For each line below that holds "lantern", return the line as it stands.

=== Record excerpts ===

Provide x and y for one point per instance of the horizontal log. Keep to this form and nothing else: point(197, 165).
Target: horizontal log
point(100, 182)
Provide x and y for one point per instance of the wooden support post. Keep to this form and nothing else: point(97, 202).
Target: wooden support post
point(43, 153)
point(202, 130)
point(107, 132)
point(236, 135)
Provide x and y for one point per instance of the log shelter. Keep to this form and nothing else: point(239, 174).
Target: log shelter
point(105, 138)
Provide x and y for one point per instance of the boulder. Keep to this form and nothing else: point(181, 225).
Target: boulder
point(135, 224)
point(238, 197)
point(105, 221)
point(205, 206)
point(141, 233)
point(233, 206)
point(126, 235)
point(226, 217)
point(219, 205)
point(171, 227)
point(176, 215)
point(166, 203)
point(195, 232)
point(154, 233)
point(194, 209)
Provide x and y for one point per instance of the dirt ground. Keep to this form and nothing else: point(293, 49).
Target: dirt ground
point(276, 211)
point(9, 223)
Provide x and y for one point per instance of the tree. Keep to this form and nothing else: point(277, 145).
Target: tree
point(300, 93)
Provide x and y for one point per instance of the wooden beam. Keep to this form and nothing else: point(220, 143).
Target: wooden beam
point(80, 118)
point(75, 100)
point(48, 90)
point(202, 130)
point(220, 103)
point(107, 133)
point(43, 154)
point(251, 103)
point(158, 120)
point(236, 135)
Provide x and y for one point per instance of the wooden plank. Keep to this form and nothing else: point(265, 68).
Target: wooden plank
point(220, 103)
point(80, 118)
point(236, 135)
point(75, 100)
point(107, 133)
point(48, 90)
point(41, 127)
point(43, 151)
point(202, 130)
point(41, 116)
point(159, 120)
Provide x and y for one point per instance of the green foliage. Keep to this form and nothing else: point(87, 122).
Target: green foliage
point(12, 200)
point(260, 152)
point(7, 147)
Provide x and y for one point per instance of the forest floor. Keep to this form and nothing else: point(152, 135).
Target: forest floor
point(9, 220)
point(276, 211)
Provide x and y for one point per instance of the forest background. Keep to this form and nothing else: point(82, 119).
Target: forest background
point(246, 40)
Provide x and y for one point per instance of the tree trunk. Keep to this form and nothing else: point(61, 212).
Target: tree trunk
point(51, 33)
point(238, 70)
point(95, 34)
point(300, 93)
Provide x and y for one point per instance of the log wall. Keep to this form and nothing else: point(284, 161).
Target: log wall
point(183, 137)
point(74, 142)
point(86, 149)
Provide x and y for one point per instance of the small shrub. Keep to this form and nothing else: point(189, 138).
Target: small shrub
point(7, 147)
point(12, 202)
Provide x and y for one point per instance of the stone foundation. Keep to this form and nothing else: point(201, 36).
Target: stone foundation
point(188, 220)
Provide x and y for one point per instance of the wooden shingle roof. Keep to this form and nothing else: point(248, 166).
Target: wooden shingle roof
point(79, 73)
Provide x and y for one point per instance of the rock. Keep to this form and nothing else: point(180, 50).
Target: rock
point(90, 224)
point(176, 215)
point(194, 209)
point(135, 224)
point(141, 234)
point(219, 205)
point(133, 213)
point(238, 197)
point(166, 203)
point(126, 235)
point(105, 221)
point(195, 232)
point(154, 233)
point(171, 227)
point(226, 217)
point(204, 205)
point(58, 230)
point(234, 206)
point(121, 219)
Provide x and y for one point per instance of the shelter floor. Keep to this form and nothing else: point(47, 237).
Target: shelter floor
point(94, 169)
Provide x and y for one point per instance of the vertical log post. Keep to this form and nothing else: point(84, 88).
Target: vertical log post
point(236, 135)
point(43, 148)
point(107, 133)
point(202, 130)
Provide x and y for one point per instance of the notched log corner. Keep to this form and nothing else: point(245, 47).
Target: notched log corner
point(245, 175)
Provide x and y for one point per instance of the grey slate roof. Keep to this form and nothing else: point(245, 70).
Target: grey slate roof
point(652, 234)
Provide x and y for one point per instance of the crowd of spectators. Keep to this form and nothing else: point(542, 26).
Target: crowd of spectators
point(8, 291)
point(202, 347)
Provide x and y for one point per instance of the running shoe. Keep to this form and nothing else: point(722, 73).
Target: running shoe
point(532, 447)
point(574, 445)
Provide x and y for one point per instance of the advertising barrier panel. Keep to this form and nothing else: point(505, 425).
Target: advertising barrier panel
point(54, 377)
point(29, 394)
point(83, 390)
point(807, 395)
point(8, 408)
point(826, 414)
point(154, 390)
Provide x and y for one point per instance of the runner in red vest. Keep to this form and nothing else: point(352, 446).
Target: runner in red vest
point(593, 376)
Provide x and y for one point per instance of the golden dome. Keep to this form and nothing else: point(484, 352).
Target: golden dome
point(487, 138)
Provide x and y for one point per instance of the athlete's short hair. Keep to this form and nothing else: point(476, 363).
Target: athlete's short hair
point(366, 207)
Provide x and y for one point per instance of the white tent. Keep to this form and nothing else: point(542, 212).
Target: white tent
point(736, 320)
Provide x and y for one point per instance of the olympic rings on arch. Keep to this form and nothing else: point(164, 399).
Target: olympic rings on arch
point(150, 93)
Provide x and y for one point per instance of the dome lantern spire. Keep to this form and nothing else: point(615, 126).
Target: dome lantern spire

===

→ Output for this exercise
Provide x and y for one point per instance of the dome lantern spire. Keep to this form and nothing else: point(615, 126).
Target: dome lantern spire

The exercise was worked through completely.